Required actions -
[A] From the realpath discussion, give each macro name that follows a #define directive, listing each name once.
[B] Pick up the realpath discussion after its final line and carry it forward.

Document -
When I compile the following code:
#define _POSIX_C_SOURCE 200112L
#define _ISOC99_SOURCE
#define __EXTENSIONS__
#include <stdio.h>
#include <limits.h>
#include <stdlib.h>
int
main(int argc, char *argv[])
{
char *symlinkpath = argv[1];
char actualpath [PATH_MAX];
char *ptr;
ptr = realpath(symlinkpath, actualpath);
printf("%s\n", ptr);
}
I get a warning on the line that contains the call to the realpath function, saying:
warning: assignment makes pointer from integer without a cast
Anybody know what's up? I'm running Ubuntu Linux 9.04
This is very simple. Glibc treats realpath() as a GNU extension, not POSIX. So, add this line:
#define _GNU_SOURCE
... prior to including stdlib.h so that it is prototyped and known to to return char *
. Otherwise, gcc is going to assume it returns the default type of int
. The prototype in stdlib.h is not seen unless _GNU_SOURCE
is defined.
The following complies fine without warnings with -Wall passed:
#include <stdio.h>
#include <limits.h>
#define _GNU_SOURCE
#include <stdlib.h>
int
main(int argc, char *argv[])

Data extract -
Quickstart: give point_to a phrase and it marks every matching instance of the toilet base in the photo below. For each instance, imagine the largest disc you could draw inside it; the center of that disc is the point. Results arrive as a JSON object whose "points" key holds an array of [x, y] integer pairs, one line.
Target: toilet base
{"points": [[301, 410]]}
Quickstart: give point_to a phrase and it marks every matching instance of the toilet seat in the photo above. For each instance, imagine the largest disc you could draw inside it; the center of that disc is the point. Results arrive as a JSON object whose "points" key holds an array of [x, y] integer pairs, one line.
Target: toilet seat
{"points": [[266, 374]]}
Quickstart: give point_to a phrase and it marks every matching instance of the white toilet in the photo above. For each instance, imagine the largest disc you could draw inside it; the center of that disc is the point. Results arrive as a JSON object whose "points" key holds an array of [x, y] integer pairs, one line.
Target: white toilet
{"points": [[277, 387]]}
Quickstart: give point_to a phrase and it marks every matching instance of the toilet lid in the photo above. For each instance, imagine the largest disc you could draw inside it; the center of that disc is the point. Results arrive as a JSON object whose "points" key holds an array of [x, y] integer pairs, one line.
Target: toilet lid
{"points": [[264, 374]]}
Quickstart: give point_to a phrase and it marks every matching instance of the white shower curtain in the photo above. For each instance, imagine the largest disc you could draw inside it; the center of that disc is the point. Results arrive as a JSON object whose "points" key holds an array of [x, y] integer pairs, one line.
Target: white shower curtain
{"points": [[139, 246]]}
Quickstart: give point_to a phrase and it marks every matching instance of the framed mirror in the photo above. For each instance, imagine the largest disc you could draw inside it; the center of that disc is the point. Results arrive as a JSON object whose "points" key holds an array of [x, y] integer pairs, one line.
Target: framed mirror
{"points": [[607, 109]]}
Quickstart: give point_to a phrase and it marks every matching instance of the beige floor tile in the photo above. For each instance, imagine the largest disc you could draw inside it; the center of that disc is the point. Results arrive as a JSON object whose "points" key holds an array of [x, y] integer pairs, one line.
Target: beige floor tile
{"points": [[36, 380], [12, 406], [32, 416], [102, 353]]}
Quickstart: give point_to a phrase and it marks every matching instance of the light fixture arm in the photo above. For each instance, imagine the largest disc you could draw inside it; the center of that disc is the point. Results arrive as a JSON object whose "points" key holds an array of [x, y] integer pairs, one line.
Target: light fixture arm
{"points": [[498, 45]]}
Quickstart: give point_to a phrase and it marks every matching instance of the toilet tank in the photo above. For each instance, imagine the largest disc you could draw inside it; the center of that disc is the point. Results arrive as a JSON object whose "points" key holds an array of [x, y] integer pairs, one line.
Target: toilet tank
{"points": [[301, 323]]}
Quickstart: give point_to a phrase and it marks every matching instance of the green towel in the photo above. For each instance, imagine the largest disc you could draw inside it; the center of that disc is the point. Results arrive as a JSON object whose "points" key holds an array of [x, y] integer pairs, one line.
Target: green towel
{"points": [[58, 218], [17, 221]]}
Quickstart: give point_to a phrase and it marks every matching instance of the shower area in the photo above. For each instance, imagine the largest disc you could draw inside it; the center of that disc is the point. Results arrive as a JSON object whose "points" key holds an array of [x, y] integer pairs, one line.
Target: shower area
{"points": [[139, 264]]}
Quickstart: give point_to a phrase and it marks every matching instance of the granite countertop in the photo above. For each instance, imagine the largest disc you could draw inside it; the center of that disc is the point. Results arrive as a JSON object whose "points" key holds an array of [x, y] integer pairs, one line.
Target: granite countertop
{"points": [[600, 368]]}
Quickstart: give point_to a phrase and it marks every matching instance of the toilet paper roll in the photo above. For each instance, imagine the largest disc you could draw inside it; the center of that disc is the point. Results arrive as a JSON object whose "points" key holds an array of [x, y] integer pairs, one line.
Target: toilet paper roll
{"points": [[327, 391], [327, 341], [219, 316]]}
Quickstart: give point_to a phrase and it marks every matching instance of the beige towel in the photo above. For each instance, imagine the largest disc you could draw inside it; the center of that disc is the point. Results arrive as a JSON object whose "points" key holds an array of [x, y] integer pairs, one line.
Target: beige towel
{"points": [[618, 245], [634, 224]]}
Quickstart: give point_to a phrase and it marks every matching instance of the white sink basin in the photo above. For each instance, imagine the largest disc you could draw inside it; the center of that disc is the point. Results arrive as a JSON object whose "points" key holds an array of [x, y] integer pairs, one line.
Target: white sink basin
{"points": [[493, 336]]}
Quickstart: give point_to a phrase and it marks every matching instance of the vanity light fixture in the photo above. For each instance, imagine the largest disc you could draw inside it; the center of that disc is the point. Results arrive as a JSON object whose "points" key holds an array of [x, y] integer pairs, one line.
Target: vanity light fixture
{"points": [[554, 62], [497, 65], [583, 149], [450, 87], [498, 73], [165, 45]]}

Written answers -
[A] _POSIX_C_SOURCE, _ISOC99_SOURCE, __EXTENSIONS__, _GNU_SOURCE

[B]
{
char *symlinkpath = argv[1];
char actualpath [PATH_MAX];
char *ptr;
ptr = realpath(symlinkpath, actualpath);
printf("%s\n", ptr);
return 0;
}
You will see similar behavior with other popular extensions such as asprintf(). Its worth a look at /usr/include/ to see exactly how much that macro turns on and what it changes.
The compiler doesn't know what realpath
is, so it assumes it's a function returning int. It does this for historical reasons: a lot of older C programs relied on it doing this.
You're probably missing the declaration of it, e.g. by forgetting to #include
its header file.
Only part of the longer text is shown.